* _Instructions for the task_: Reply only with how many lines below contain "shoreline".

* _Data provided_:
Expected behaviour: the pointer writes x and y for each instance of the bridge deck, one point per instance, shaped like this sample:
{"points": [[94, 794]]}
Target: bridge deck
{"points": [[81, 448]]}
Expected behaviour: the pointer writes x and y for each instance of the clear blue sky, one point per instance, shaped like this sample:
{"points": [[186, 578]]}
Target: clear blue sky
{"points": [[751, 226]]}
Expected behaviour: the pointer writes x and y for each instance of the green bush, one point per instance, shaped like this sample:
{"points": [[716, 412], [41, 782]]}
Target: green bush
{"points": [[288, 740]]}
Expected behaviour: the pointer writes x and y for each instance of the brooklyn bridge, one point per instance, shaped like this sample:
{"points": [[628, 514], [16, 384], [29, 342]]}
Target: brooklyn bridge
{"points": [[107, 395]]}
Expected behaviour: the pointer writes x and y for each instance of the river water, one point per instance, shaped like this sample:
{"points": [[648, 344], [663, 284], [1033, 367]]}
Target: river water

==

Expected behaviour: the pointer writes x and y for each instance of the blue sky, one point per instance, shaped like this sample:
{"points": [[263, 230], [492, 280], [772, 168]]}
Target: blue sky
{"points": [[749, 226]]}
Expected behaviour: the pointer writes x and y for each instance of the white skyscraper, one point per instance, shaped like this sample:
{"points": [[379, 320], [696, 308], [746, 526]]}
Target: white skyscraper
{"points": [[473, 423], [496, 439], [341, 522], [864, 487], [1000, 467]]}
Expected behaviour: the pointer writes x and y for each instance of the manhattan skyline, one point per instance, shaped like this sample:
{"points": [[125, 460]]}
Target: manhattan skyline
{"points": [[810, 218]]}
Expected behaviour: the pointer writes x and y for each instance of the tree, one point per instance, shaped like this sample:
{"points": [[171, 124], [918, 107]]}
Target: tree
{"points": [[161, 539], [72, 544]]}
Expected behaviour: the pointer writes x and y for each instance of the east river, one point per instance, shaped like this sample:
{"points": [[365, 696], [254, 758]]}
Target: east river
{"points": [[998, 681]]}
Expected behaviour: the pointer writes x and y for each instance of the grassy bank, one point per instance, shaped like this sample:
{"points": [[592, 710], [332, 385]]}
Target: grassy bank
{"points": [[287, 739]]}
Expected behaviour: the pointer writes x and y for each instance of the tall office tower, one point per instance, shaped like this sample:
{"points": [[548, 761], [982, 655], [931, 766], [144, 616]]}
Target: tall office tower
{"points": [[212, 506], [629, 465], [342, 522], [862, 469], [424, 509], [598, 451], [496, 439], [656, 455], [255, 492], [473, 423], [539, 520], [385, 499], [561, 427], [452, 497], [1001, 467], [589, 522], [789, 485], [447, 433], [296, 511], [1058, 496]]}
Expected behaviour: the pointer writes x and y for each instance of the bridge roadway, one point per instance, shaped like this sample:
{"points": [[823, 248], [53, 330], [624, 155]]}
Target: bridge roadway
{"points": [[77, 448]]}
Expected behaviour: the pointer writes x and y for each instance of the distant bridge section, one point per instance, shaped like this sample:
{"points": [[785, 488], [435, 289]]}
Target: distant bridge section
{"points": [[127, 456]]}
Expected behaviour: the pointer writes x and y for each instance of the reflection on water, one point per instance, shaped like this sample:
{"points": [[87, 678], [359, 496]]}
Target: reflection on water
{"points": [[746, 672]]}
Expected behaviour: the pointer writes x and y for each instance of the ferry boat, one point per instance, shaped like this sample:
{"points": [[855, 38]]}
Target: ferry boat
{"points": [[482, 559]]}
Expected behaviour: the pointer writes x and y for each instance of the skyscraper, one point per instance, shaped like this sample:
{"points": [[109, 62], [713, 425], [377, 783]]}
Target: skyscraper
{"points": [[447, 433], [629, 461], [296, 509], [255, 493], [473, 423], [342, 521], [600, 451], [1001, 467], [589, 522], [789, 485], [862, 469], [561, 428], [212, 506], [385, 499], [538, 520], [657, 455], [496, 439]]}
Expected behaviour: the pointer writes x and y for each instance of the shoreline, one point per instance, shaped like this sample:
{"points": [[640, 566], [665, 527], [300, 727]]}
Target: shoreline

...

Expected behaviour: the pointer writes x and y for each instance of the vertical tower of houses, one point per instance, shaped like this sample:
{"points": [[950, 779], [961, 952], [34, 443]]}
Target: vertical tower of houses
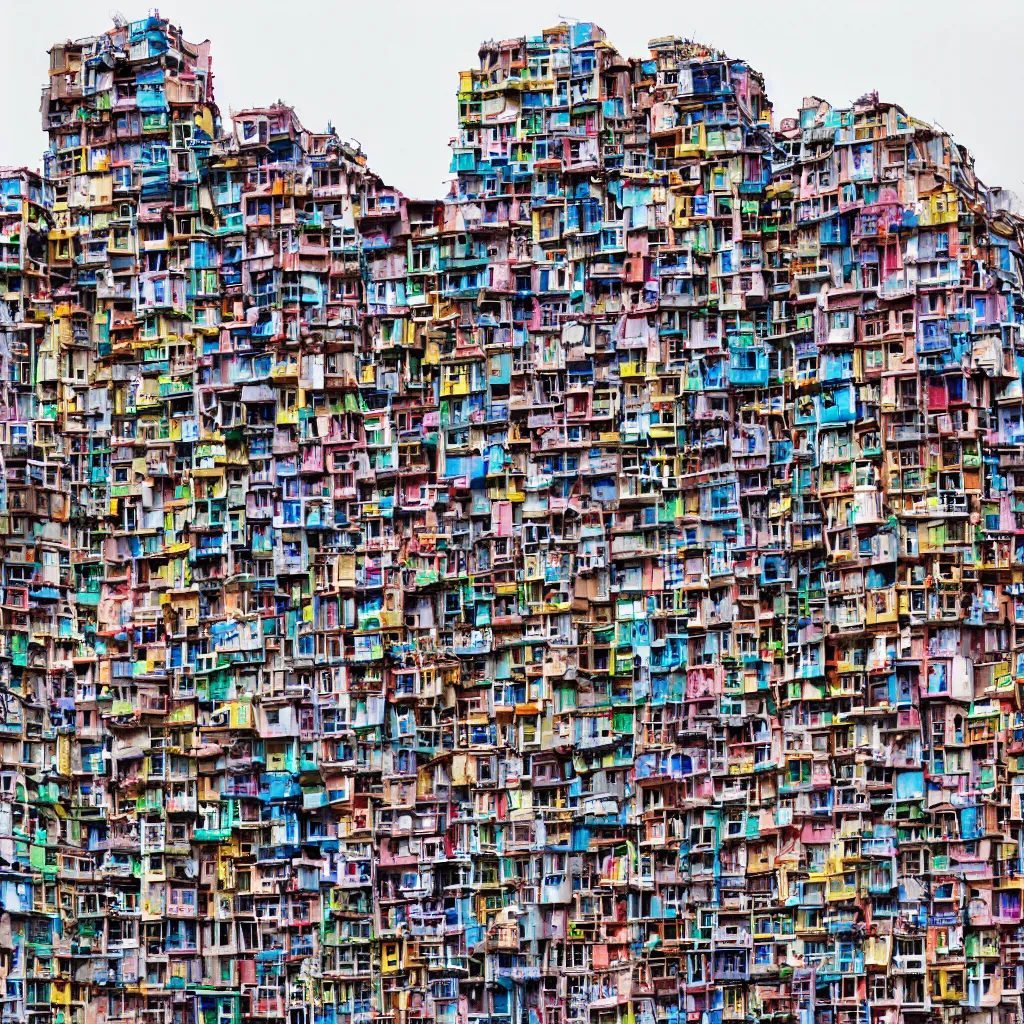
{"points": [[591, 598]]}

* _Final answer_: 2